TO-DO LIST:
A: Return the stretch of the land-research text from "I need people" through "perfectly normal request.", word for word.
B: Write the next part of the notes on researching a piece of land, picking up right after their last sentence.

TEXT:
==*==

Honestly, posting links to properties is only a very small first step, and not terribly useful. Taking a couple of minutes to look at a website is the easy part. This doesn't mean don't do it because it's certainly the mouth of the funnel, just understand that it's only the very tip of the iceberg. The below usually takes several hours to develop a good feel for a particular parcel. There's a lot more to it than just looking at a particular piece of land. The environment around it is just as, if not more, important.

I need people who are willing to actually put time into research... this is what I normally do:
* look at the plat to figure out the actual borders. Sometimes this means contacting the listing realtor through a website link with a very brief "Please send me a copy of the plat and some way to locate the boundaries of the property on Google Earth". Please don't get into details about who or what this is for at this stage. This is considered a perfectly normal request.

==*==

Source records
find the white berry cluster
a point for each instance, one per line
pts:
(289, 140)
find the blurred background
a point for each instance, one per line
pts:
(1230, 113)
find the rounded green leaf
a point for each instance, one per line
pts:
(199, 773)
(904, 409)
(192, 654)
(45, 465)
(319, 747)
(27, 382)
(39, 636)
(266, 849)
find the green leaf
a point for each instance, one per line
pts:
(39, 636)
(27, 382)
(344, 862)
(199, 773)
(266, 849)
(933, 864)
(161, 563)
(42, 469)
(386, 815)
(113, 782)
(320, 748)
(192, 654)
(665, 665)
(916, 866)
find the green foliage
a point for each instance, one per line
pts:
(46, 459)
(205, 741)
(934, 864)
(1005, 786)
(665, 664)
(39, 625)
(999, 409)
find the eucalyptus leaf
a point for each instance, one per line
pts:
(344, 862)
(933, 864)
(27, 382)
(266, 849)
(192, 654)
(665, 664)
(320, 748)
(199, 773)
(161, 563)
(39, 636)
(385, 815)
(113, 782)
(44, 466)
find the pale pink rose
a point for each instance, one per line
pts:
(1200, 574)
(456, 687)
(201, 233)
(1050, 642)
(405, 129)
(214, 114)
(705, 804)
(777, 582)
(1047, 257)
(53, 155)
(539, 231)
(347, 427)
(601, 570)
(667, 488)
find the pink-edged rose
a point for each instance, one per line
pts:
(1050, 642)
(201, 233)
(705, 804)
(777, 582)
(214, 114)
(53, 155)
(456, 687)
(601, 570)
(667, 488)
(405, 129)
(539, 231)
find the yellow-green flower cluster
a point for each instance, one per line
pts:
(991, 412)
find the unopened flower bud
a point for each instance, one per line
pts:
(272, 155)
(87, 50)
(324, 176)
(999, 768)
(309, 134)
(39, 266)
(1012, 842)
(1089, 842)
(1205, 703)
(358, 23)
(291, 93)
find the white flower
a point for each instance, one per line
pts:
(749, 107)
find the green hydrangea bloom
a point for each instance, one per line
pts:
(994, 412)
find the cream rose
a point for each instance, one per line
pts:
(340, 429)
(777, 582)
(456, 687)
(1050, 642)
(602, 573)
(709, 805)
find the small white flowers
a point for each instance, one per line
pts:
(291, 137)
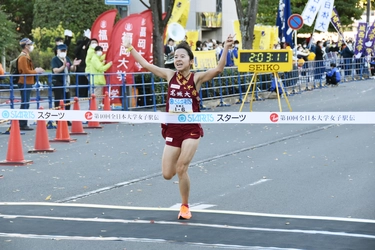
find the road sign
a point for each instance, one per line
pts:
(117, 2)
(295, 22)
(265, 60)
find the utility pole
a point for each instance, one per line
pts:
(368, 12)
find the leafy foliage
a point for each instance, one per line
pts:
(8, 32)
(75, 15)
(349, 10)
(19, 12)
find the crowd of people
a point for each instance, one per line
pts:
(210, 44)
(339, 54)
(88, 58)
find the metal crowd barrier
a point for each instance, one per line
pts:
(149, 92)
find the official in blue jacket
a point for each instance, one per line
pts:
(333, 76)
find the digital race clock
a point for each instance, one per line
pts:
(265, 60)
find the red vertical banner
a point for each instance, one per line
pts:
(139, 27)
(103, 27)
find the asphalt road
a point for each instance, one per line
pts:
(263, 172)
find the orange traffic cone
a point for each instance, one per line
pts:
(62, 131)
(41, 138)
(107, 102)
(107, 106)
(77, 127)
(91, 125)
(15, 152)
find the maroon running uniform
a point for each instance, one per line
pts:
(182, 98)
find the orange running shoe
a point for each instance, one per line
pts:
(184, 213)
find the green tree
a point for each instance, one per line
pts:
(247, 15)
(160, 24)
(8, 32)
(19, 12)
(349, 10)
(8, 39)
(75, 15)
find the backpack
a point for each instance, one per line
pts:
(14, 70)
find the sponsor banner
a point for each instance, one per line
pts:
(192, 38)
(237, 31)
(311, 10)
(102, 28)
(283, 15)
(186, 118)
(139, 28)
(205, 59)
(360, 39)
(180, 12)
(369, 40)
(324, 16)
(335, 20)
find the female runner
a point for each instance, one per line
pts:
(183, 96)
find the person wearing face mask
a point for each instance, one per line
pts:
(333, 77)
(90, 53)
(229, 60)
(334, 48)
(25, 83)
(169, 54)
(98, 67)
(235, 50)
(59, 40)
(347, 54)
(319, 65)
(61, 67)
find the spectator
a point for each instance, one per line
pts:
(59, 40)
(204, 46)
(372, 67)
(80, 53)
(169, 54)
(334, 48)
(61, 67)
(98, 67)
(333, 76)
(301, 54)
(229, 61)
(25, 83)
(1, 70)
(218, 49)
(347, 54)
(235, 49)
(90, 53)
(319, 65)
(198, 46)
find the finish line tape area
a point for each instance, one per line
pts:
(186, 118)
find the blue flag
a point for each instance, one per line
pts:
(283, 13)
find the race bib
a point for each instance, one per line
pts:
(179, 105)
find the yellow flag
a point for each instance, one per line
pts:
(180, 8)
(192, 38)
(180, 13)
(205, 59)
(185, 14)
(237, 31)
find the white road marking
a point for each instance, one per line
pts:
(259, 182)
(49, 204)
(313, 232)
(193, 206)
(143, 240)
(367, 90)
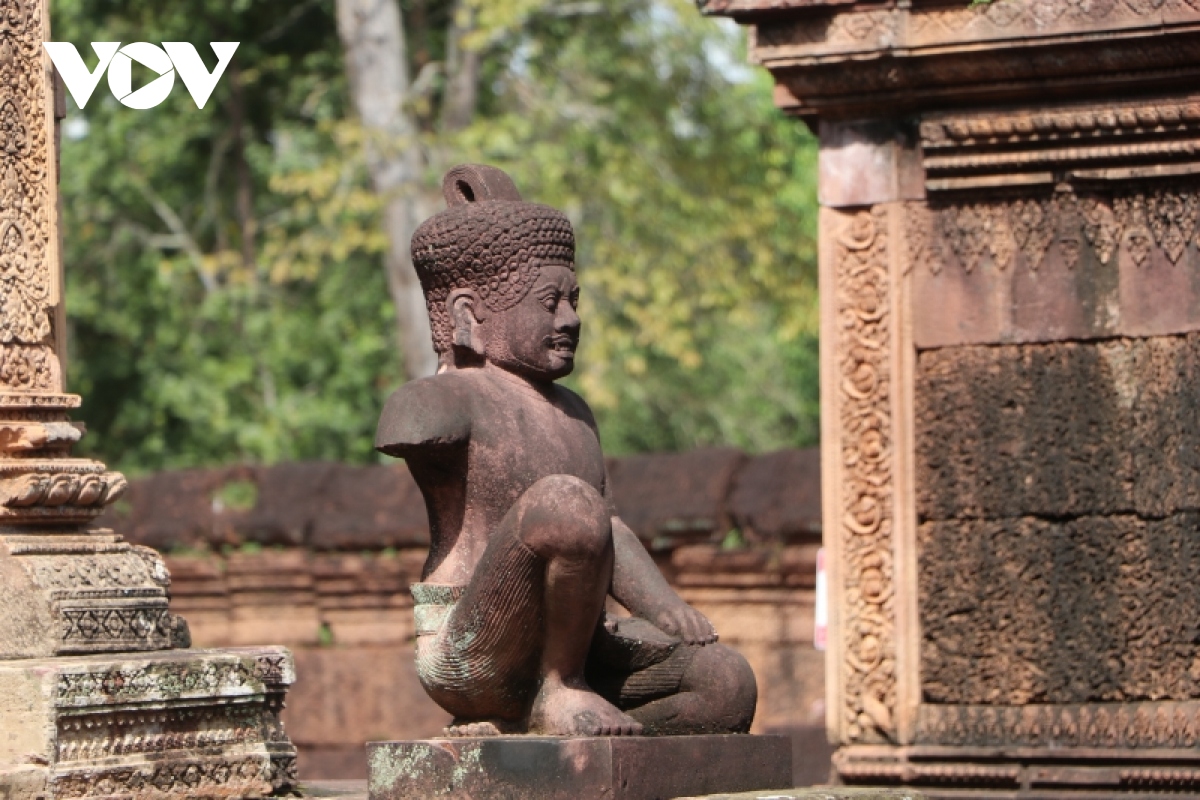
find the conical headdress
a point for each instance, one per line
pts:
(487, 240)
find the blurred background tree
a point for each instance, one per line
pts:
(234, 274)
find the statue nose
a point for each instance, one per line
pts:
(567, 320)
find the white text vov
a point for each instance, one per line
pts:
(165, 61)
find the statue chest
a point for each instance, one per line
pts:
(529, 441)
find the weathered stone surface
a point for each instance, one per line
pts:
(324, 505)
(197, 723)
(370, 507)
(347, 507)
(335, 703)
(1032, 611)
(676, 495)
(169, 510)
(820, 793)
(84, 593)
(1069, 428)
(612, 768)
(778, 497)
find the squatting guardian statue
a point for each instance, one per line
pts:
(513, 635)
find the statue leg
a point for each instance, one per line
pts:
(513, 650)
(718, 695)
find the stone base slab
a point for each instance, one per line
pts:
(603, 768)
(178, 723)
(820, 793)
(358, 791)
(1026, 773)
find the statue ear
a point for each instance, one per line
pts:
(466, 317)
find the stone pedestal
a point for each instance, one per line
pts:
(1011, 371)
(96, 698)
(181, 723)
(607, 768)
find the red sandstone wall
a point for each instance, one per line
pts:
(323, 559)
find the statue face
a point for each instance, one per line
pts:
(537, 337)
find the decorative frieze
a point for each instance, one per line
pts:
(1162, 725)
(1133, 220)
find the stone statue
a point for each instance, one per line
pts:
(511, 624)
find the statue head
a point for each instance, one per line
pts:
(498, 276)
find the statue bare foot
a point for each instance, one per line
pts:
(565, 710)
(462, 727)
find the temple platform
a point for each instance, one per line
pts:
(609, 768)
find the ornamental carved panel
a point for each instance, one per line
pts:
(864, 523)
(28, 238)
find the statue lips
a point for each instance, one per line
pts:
(562, 344)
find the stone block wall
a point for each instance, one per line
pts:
(319, 557)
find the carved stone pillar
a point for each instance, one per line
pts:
(1011, 385)
(95, 697)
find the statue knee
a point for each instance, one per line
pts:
(563, 516)
(725, 679)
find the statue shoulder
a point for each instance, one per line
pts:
(575, 405)
(426, 413)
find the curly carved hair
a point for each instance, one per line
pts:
(487, 240)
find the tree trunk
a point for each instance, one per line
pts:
(372, 35)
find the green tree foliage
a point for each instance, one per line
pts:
(225, 280)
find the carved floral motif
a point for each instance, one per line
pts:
(864, 397)
(1133, 221)
(1075, 124)
(1134, 725)
(27, 269)
(163, 680)
(61, 489)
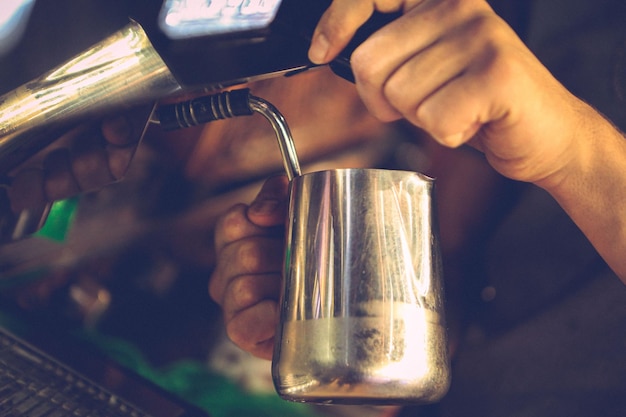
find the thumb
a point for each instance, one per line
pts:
(269, 208)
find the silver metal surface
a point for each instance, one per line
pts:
(122, 70)
(281, 128)
(362, 310)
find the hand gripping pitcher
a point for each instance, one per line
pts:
(361, 306)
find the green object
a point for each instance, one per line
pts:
(59, 220)
(195, 383)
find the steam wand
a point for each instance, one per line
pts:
(227, 105)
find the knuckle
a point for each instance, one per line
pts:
(250, 254)
(231, 225)
(244, 292)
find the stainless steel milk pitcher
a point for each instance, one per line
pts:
(361, 306)
(362, 309)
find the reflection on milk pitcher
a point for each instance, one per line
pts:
(362, 309)
(362, 301)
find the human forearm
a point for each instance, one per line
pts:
(591, 188)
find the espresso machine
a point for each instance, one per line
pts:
(167, 50)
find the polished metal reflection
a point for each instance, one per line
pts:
(362, 310)
(122, 70)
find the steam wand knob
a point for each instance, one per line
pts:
(227, 105)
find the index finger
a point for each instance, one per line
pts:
(340, 22)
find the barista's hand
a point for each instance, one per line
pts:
(92, 157)
(455, 69)
(249, 241)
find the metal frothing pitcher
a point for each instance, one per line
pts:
(361, 306)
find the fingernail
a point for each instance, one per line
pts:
(319, 49)
(453, 141)
(264, 206)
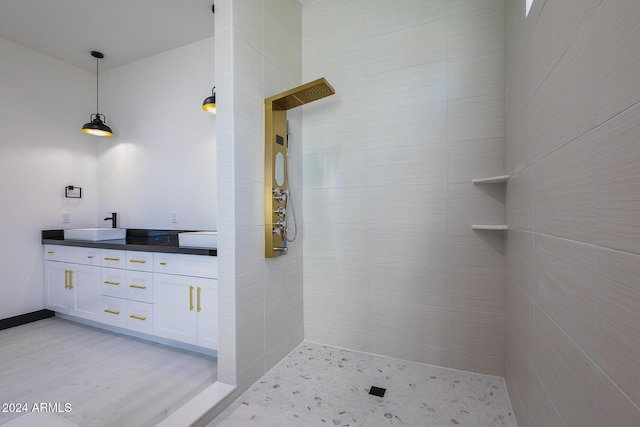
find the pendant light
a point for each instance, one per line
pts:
(209, 103)
(96, 126)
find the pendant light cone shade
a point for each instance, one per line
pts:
(209, 104)
(96, 126)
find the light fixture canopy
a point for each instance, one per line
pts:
(209, 103)
(97, 126)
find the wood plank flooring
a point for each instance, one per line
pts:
(109, 379)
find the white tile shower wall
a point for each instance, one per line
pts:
(391, 263)
(572, 251)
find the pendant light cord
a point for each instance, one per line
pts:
(97, 86)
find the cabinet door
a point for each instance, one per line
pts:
(58, 292)
(85, 280)
(174, 310)
(207, 308)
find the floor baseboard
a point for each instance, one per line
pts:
(23, 319)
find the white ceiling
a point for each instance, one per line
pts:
(124, 30)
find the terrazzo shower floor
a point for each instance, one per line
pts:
(318, 385)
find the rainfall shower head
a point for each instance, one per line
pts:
(304, 94)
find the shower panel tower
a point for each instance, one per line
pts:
(276, 191)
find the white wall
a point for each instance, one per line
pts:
(162, 157)
(43, 105)
(391, 265)
(573, 207)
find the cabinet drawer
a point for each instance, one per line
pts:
(140, 286)
(113, 282)
(114, 311)
(198, 265)
(87, 256)
(186, 265)
(139, 316)
(113, 258)
(166, 263)
(140, 261)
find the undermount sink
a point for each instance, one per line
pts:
(95, 234)
(198, 239)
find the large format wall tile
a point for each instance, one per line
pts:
(519, 200)
(418, 113)
(519, 249)
(475, 159)
(619, 66)
(618, 319)
(407, 204)
(565, 191)
(476, 332)
(619, 182)
(565, 287)
(568, 375)
(615, 409)
(476, 289)
(558, 25)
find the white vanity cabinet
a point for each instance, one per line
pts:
(73, 281)
(165, 295)
(185, 302)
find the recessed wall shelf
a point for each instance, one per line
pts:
(498, 227)
(491, 180)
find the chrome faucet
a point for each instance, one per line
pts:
(114, 219)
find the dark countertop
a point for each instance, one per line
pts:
(137, 240)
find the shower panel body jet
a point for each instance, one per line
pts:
(275, 161)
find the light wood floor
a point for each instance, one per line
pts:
(109, 379)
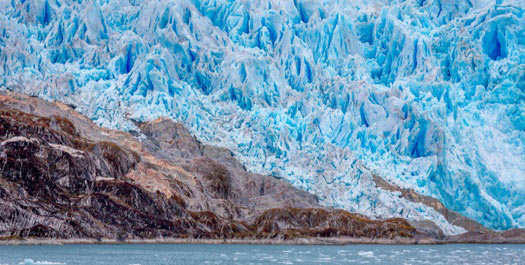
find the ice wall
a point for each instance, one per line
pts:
(427, 94)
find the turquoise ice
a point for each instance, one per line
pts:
(428, 94)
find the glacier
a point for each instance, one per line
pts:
(428, 94)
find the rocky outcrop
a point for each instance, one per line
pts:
(451, 216)
(62, 177)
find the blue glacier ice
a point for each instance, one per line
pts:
(428, 94)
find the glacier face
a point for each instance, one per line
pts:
(428, 94)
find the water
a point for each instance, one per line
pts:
(160, 254)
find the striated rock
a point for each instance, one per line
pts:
(62, 177)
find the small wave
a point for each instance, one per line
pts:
(32, 262)
(367, 254)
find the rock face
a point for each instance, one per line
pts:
(63, 177)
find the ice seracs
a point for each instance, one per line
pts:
(427, 94)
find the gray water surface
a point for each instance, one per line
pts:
(160, 254)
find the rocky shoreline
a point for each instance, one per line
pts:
(64, 180)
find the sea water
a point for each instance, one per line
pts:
(164, 254)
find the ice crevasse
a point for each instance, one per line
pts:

==*==

ANSWERS FOR THE EXERCISE:
A:
I need people who are willing to actually put time into research... this is what I normally do:
* look at the plat to figure out the actual borders. Sometimes this means contacting the listing realtor through a website link with a very brief "Please send me a copy of the plat and some way to locate the boundaries of the property on Google Earth". Please don't get into details about who or what this is for at this stage. This is considered a perfectly normal request.

B:
* translate that to and look at it extensively in google earth (including the "Show terrain" preference if it isn't already enabled for you - something that looks great "from above" can clearly be useless when viewed in 3-D from a side angle - I also find maximizing the "Elevation Exaggeration" preference useful to get a better sense sometimes - found a cheap one that was basically a hillside - the only flat land on it was the road cutting through it and the railroad 40 feet below that!)
* on the property: look at details of property layout: road placement, pastures/fields, buildings, water, screening, exposed frontage onto public roads, location on top of a mountain next to an interstate but without road access (been there, seen that, understood why it was so cheap)
* near the property: look for location and placement of individual neighbors, developments, churches, commercial, etc. Everything within a mile radius or so. Zoom in and fine-tooth-comb it.
* create the "bullseye" showing all of this info in an easy-to-absorb manner. I can do a writeup on my process for this for anyone who is serious.
* write up your observations in detail so others can complement or comment
* look at zillow to get data on how long it's been on the market and what the pricing has been historically
* zoning regulations for both the county and township the property is located in (this takes a lot of parsing, and Legal can be of help)
* look over the Township website if they have one to get a feel for who we'd need to be working with - these are like Councilmen here in MD.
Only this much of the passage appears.